■ **Your task**: Render the lines below as a Markdown table with the columns "Row" and "Line", covering only the stretch from the line containing "bench leg, the" through the last line, both ends included. Omit blank lines.

■ **Recorded data**:
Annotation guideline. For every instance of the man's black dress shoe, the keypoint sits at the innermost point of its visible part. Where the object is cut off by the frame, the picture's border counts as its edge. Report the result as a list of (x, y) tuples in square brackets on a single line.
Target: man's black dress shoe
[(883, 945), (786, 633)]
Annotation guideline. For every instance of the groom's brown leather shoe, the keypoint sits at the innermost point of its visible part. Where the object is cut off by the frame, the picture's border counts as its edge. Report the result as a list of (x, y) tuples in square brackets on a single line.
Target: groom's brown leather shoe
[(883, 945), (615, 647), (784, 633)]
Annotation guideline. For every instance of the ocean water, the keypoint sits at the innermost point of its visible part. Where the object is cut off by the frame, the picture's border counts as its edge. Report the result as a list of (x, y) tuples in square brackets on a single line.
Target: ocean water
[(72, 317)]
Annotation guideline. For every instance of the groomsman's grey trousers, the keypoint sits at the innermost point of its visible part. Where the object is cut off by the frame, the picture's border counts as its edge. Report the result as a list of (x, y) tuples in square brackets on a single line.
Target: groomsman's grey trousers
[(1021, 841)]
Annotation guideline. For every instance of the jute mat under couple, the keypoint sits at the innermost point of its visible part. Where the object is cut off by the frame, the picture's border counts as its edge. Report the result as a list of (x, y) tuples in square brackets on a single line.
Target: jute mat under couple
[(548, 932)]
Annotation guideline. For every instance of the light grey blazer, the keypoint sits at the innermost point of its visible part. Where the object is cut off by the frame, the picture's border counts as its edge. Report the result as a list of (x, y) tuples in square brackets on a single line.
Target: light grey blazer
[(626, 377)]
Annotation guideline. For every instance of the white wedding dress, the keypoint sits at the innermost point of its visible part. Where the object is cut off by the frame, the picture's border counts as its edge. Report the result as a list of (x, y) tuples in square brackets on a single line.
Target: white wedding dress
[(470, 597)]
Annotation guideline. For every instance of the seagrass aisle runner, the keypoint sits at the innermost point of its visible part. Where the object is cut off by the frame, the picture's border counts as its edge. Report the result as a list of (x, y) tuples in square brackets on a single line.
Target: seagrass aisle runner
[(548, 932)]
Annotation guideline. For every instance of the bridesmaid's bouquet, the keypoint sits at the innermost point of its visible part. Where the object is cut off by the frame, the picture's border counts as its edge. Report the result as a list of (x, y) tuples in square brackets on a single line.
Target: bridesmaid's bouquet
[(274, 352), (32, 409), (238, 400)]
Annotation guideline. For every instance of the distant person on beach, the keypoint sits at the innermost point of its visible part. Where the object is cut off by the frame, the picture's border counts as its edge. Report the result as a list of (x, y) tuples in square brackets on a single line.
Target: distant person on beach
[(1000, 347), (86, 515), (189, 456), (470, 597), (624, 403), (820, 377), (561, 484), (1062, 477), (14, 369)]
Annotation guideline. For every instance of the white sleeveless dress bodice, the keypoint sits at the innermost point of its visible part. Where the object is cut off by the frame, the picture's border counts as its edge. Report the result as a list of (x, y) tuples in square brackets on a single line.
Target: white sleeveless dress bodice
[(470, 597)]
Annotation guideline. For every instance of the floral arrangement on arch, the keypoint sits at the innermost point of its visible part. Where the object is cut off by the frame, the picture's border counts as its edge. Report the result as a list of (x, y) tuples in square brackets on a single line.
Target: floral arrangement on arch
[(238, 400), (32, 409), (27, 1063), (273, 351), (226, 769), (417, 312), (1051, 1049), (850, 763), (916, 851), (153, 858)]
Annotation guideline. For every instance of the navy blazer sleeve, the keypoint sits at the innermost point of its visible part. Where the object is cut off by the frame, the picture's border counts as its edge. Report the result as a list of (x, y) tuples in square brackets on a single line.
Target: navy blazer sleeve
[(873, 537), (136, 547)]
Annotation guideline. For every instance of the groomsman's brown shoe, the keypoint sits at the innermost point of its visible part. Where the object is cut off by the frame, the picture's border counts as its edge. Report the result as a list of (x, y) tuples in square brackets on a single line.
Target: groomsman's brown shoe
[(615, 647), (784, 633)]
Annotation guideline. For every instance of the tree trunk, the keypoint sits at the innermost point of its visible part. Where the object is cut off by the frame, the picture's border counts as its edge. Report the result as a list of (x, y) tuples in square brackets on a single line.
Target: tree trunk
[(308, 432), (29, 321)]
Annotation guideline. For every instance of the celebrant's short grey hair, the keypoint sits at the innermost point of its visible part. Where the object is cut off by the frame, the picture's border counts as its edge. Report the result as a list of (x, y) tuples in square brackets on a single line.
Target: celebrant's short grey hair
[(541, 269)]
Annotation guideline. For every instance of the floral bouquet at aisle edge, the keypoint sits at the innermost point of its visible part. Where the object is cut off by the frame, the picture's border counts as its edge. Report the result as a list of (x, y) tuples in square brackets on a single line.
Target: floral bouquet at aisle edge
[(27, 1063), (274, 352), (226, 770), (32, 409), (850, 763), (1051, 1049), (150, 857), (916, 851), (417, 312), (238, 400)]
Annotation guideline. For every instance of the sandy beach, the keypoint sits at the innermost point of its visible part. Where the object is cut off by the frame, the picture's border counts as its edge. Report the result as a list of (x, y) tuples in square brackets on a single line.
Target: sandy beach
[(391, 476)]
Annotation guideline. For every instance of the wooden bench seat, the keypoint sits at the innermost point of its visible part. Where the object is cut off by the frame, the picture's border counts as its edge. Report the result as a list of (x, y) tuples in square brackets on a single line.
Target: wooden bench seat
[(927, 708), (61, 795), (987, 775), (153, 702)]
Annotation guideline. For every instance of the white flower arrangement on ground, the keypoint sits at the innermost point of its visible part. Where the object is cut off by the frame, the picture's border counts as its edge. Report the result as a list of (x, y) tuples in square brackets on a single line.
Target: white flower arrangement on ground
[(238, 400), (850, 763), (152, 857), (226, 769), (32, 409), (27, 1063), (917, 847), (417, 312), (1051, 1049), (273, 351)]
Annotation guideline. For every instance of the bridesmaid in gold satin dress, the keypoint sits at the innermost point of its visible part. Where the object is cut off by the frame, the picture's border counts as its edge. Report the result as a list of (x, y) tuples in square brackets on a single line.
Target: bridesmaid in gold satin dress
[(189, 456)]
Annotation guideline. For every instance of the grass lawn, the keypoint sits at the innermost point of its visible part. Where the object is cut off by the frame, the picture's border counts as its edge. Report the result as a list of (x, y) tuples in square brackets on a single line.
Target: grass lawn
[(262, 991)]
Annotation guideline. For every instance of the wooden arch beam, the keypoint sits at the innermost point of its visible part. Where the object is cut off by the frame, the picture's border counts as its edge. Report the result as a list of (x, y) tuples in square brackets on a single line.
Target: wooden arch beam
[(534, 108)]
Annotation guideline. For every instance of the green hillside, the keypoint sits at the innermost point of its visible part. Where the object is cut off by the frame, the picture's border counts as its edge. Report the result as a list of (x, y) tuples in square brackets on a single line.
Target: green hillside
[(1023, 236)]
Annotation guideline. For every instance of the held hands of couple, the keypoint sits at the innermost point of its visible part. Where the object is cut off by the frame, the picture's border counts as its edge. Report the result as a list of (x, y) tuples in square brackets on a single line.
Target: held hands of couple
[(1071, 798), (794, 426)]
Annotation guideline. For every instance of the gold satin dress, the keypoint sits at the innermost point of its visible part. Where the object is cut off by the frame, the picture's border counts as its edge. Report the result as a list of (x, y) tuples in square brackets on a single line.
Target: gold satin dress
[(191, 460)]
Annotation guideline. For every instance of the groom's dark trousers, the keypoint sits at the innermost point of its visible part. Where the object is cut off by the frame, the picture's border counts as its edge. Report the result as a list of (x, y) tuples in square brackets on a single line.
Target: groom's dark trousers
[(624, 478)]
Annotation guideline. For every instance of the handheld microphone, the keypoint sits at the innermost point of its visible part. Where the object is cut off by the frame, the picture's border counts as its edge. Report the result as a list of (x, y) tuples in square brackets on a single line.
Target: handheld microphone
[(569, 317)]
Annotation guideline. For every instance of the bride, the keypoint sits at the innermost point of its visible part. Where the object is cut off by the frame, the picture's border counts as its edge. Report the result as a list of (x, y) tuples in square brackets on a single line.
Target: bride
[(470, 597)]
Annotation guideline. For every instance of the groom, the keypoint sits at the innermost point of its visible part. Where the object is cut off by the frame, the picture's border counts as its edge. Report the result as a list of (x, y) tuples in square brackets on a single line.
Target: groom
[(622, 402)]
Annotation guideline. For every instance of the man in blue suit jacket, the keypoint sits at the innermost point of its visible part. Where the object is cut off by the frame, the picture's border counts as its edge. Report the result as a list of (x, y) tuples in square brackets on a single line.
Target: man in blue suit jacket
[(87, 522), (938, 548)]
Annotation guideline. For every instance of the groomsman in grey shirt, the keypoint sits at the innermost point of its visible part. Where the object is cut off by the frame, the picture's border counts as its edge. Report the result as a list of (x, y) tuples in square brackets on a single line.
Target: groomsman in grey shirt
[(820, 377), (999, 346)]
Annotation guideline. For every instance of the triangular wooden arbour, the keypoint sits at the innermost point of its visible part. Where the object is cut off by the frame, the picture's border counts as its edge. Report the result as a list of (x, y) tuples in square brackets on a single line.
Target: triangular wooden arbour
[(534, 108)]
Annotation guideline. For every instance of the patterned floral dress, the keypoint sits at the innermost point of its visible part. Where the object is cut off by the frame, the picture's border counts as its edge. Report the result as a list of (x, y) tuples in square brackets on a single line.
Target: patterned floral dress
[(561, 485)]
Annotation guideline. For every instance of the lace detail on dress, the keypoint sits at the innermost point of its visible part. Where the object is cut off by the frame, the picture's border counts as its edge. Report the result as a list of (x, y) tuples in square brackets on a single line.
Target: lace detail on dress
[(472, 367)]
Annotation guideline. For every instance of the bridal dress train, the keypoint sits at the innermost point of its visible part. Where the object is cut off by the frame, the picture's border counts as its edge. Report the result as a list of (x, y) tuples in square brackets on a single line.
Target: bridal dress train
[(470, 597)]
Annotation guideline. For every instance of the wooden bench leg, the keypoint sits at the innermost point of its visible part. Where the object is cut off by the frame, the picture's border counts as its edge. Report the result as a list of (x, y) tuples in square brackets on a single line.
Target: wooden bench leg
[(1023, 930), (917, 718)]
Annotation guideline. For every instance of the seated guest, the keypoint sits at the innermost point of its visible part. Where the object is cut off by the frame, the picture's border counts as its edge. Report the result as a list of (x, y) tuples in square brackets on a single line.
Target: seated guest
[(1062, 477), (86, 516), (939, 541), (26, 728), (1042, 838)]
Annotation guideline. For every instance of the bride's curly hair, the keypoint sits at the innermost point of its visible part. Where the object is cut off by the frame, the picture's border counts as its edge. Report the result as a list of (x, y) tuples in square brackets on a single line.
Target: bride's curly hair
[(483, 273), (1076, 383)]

■ **Finished task**:
| Row | Line |
|---|---|
| 1 | Annotation guideline. For every instance of the wooden bench leg, the keypoint sits at the innermost point of its visible part. Where the object is cut off by the frame, the picture's border counts as its edge. Report the result as a list of (x, y) tuples in square brackets on a single line. |
| 2 | Target: wooden bench leg |
| 3 | [(1023, 930), (917, 718)] |
| 4 | Annotation guideline. For every instance of the seated guest, the keypoint sits at the innermost point of its visible part. Where the object is cut off by the frame, the picture's border counts as its edge. Report the result as a list of (x, y) tuples in square brackets on a single line. |
| 5 | Target: seated guest |
| 6 | [(1062, 477), (86, 516), (939, 541), (26, 728), (1042, 838)] |
| 7 | Annotation guideline. For every instance of the bride's curly hair, the keypoint sits at the innermost point of its visible part. Where the object is cut off by the frame, the picture's border counts as its edge. Report the result as a list of (x, y) tuples in square brackets on a single line. |
| 8 | Target: bride's curly hair |
| 9 | [(483, 273), (1076, 383)] |